■ Exercise description
Reproduce the listing below line for line without any changes, but omit the pictures.

Stored data:

━━━

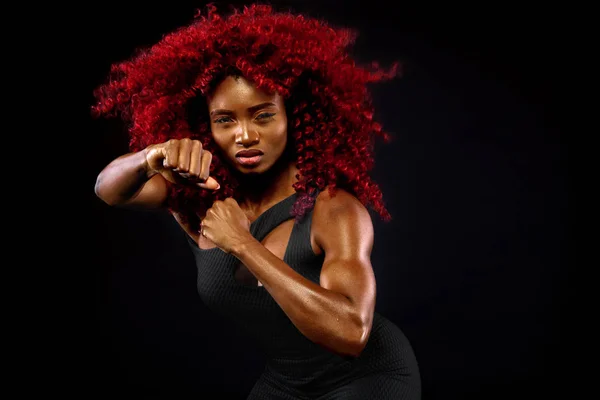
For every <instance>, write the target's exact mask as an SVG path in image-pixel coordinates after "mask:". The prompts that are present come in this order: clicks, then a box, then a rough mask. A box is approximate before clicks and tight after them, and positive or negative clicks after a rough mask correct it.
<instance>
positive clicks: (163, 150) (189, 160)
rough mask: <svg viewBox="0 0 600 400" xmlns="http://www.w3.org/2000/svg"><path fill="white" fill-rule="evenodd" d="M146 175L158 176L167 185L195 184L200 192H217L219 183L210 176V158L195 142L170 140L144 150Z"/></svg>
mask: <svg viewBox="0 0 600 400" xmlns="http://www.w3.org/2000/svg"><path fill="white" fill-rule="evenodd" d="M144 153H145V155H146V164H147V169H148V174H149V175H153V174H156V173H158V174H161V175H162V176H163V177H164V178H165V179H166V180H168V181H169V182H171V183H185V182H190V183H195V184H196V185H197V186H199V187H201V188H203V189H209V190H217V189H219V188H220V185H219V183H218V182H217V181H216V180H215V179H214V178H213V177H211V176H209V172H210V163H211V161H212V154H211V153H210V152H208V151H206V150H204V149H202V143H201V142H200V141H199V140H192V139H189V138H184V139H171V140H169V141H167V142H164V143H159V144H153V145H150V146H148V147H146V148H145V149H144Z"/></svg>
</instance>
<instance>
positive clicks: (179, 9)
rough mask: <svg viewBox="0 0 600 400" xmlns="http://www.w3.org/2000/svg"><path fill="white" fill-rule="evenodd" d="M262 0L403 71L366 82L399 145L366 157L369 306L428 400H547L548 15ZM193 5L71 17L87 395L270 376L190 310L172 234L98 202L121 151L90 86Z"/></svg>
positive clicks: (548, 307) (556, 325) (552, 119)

━━━

■ Result of the exercise
For every <instance>, write the target's exact mask as an SVG path in image-pixel coordinates after "mask:". The prompts that are present come in this order: clicks, then a box, then a rough mask. A box is approximate before clicks and tight after them, and positive or negative clicks after a rough mask correct it.
<instance>
positive clicks: (163, 150) (189, 160)
rough mask: <svg viewBox="0 0 600 400" xmlns="http://www.w3.org/2000/svg"><path fill="white" fill-rule="evenodd" d="M146 175L158 176L167 185L195 184L200 192H217L219 183L210 176V158L195 142L170 140L144 150Z"/></svg>
mask: <svg viewBox="0 0 600 400" xmlns="http://www.w3.org/2000/svg"><path fill="white" fill-rule="evenodd" d="M144 153H145V155H146V164H147V169H148V174H149V175H153V174H156V173H158V174H161V175H162V176H163V177H164V178H165V179H166V180H168V181H169V182H171V183H185V182H190V183H195V184H196V185H197V186H199V187H201V188H203V189H209V190H217V189H219V188H220V185H219V183H218V182H217V181H216V180H215V179H214V178H213V177H211V176H209V172H210V163H211V161H212V154H211V153H210V152H208V151H206V150H204V149H202V143H201V142H200V141H199V140H192V139H189V138H184V139H171V140H169V141H167V142H164V143H159V144H153V145H150V146H148V147H146V148H145V149H144Z"/></svg>
</instance>
<instance>
positive clicks: (179, 9)
rough mask: <svg viewBox="0 0 600 400" xmlns="http://www.w3.org/2000/svg"><path fill="white" fill-rule="evenodd" d="M262 0L403 71L366 82L399 145L366 157L369 306L428 400H547L548 15ZM193 5L71 17L87 395L270 376L190 310L172 234L98 202L121 151L90 86Z"/></svg>
positive clicks: (548, 307) (556, 325) (552, 119)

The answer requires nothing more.